- [EXERCISE] For each statement (a), (b) and (c), answer yes or no as to whether the article on Rwanda below supports it, quoting the deciding words from the article. (a) Malaria infections in Rwanda have fallen by 70% since 2005. (b) Most of Rwanda's population works in manufacturing. (c) The retired politician gave his views under his own name.

- [SOURCE DOCUMENT]
The scene is thus set for major social transformation, making the clean-up look like a minor ­exercise. Primary school enrolment is close to 100%.

Kigali, with its 1.2 million inhabitants, has ­fewer incidents of crime than a single ­suburb in South Africa. Giant ­satellite dishes embrace the sky, making internet quick, cheap and ubiquitous. Malaria infections have dropped by 70% since 2005.

The economy is growing consistently between 7% and 8% yearly.

Rwanda continues to astound economic analysts. Charles Robertson of Renaissance Capital, an emerging market investment bank, describes Rwanda as the “greatest positive shock” of his ­career. “To be a Singapore of Africa is Rwanda’s ambition and, in our view, it is succeeding,” he says.

But Rwanda faces two formidable meta-challenges. The first is transforming the population, 85% of whom are subsistence farmers, into a workforce suitable for a modern economy. Apart from huge investment in education, the government has embarked on a massive land reform programme.

Peasant farmers live scattered across Rwanda, the densest rural population in Africa.

The ­programme requires the formal demarcation of millions of plots and the settling of land disputes – some ancient, some stemming from the genocide and some caused by the insistence of the state that farmers consolidate plots and move into ­agglomerated villages for better access to basic services.

A retired politician critical of the government’s often harsh top-down reforms, tempers his criticism when it comes to the land ­reform process.

Speaking on condition of anonymity for fear of ­being branded unpatriotic, he cites the sudden ban on bicycle taxis in Kigali, leaving thousands of young men out of work, as well as the abrupt shift from French to English as the medium of education as examples of an authoritarian rule.

But he acknowledges the difficulty of the land ­reform process and ­says his approach is cautious and consultative.

If the land reform does not ­succeed, it is bound to exacerbate Rwanda’s most intractable problem: reconciliation and political freedom.

The two are inextricably linked because government claims that widely criticised repressive measures, including the incarceration of opposition figures and ­critical journalists, are necessary to stop the country from sliding back into ethnic divisions.

Critics, however, say the ­government uses the genocide to entrench one-party rule. “The law on genocide is so vaguely worded that it can generally be used to silence would-be dissenters,” says the retired politician.

Ominously, the government is blamed for being behind extrajudicial killings and assassination of dissenters, including the attempted assassination of former general Faustin Kayumba Nyamwasa in ­Johannesburg last year.

Denying this, government supporters argue that the threat from extremists waiting to foment tensions between Hutus and Tutsis is real and that political freedom must be limited to prevent any the use of ethnicity as a political base.

The government has done much to promote reconciliation, promoting an ideology based on the idea that “we are all Rwandans”, celebrating forgiveness and implementing the innovative Gacaca system of confession of genocide crimes before community courts made up of village leaders.

- [SOURCE INFORMATION]
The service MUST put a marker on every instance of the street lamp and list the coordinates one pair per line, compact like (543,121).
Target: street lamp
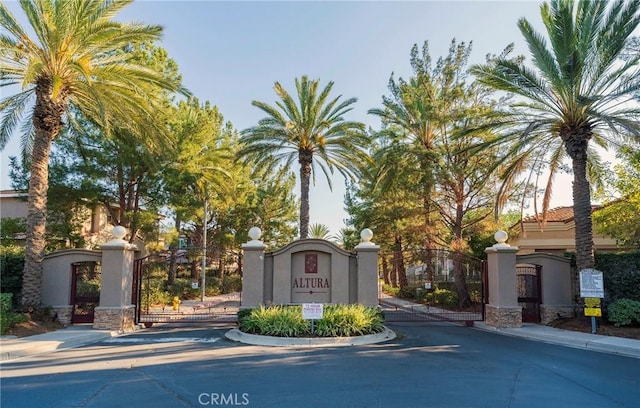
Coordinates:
(204,247)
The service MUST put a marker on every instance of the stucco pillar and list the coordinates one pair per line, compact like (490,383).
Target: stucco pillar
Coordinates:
(116,311)
(253,272)
(503,309)
(367,271)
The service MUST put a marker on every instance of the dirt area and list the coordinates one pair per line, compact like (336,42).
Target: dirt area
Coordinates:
(583,324)
(37,323)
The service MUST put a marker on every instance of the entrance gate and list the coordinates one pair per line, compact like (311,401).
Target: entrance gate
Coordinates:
(441,286)
(155,304)
(529,291)
(85,291)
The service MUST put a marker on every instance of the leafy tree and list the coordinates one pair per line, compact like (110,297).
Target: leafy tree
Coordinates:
(69,63)
(621,218)
(198,167)
(312,131)
(414,116)
(577,92)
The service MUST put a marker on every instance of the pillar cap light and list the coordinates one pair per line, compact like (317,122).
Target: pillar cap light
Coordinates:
(501,238)
(255,233)
(119,232)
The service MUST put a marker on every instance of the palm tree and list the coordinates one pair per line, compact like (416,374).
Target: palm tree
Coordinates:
(578,92)
(77,60)
(320,231)
(313,132)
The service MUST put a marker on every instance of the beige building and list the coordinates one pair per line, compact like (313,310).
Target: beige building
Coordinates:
(95,223)
(556,236)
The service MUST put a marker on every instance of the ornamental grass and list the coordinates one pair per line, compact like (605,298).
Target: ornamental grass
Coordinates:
(287,321)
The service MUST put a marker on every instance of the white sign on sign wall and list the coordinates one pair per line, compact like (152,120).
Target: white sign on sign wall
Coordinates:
(591,283)
(312,311)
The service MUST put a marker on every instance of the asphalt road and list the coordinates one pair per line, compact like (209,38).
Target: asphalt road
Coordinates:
(428,365)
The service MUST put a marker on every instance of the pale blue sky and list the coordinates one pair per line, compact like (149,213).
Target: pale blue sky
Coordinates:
(230,53)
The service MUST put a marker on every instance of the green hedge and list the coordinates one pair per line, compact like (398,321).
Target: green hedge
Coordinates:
(11,268)
(621,273)
(624,312)
(7,318)
(287,321)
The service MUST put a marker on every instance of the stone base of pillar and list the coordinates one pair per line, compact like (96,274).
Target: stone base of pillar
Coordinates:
(549,313)
(499,317)
(121,319)
(62,313)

- [ANSWER TO THIS TASK]
(a) Yes: "Malaria infections have dropped by 70% since 2005"
(b) No: "85% of whom are subsistence farmers"
(c) No: "Speaking on condition of anonymity"